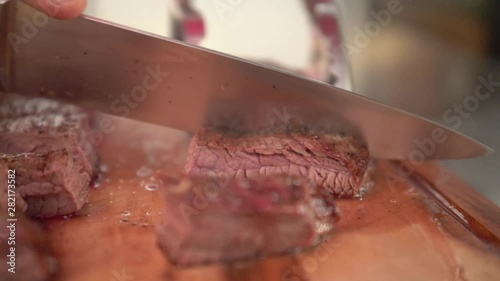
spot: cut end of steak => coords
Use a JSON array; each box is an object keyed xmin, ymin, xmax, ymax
[
  {"xmin": 186, "ymin": 129, "xmax": 370, "ymax": 197},
  {"xmin": 0, "ymin": 152, "xmax": 91, "ymax": 217},
  {"xmin": 157, "ymin": 174, "xmax": 337, "ymax": 266},
  {"xmin": 0, "ymin": 94, "xmax": 99, "ymax": 217}
]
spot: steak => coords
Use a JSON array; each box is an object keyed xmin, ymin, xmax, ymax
[
  {"xmin": 0, "ymin": 95, "xmax": 99, "ymax": 217},
  {"xmin": 0, "ymin": 152, "xmax": 91, "ymax": 217},
  {"xmin": 0, "ymin": 99, "xmax": 98, "ymax": 174},
  {"xmin": 157, "ymin": 177, "xmax": 336, "ymax": 266},
  {"xmin": 185, "ymin": 130, "xmax": 370, "ymax": 197}
]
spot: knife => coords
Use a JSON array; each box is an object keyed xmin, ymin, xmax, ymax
[{"xmin": 0, "ymin": 0, "xmax": 492, "ymax": 161}]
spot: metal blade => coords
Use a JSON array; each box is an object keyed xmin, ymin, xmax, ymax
[{"xmin": 0, "ymin": 0, "xmax": 491, "ymax": 159}]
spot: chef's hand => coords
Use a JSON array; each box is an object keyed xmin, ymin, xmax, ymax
[{"xmin": 23, "ymin": 0, "xmax": 87, "ymax": 19}]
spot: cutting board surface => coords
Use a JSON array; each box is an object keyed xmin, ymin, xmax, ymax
[{"xmin": 35, "ymin": 116, "xmax": 500, "ymax": 281}]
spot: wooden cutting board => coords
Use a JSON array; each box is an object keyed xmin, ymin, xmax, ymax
[{"xmin": 37, "ymin": 115, "xmax": 500, "ymax": 281}]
########################################
WRITTEN TASK -
Substitute "chopping board" for every occurrence of "cutting board" in the rows above and reproduce all of the rows with nothing else altered. Leave out the pictures.

RESPONSE -
spot: cut end of steak => coords
Use a JSON array; each box is an object keyed xmin, ymin, xmax, ymax
[
  {"xmin": 186, "ymin": 129, "xmax": 370, "ymax": 197},
  {"xmin": 0, "ymin": 152, "xmax": 91, "ymax": 217},
  {"xmin": 157, "ymin": 174, "xmax": 337, "ymax": 266},
  {"xmin": 0, "ymin": 94, "xmax": 99, "ymax": 217}
]
spot: steak => coords
Use a JSON array; each box is an object keyed xmin, ymin, xmax, ymax
[
  {"xmin": 0, "ymin": 95, "xmax": 99, "ymax": 217},
  {"xmin": 0, "ymin": 152, "xmax": 91, "ymax": 217},
  {"xmin": 0, "ymin": 99, "xmax": 98, "ymax": 174},
  {"xmin": 157, "ymin": 177, "xmax": 336, "ymax": 266},
  {"xmin": 185, "ymin": 130, "xmax": 370, "ymax": 197}
]
spot: knife => coords
Use a JSON array; each box is an object keyed xmin, ymin, xmax, ymax
[{"xmin": 0, "ymin": 0, "xmax": 492, "ymax": 161}]
spot: metal blade => coords
Use a JSON array; each box is an object keyed xmin, ymin, xmax, ymax
[{"xmin": 0, "ymin": 0, "xmax": 491, "ymax": 159}]
spot: chef's hand => coords
Use a JSON array; each box is an object keyed xmin, ymin, xmax, ymax
[{"xmin": 23, "ymin": 0, "xmax": 87, "ymax": 19}]
spot: chopping board surface => coords
Use a JSON array; each box is an object keyed xmin, ymin, xmax, ymax
[{"xmin": 35, "ymin": 116, "xmax": 500, "ymax": 281}]
spot: wooden chopping board => coords
Use a JSON array; each box is an object keyed xmin, ymin, xmax, ymax
[{"xmin": 37, "ymin": 115, "xmax": 500, "ymax": 281}]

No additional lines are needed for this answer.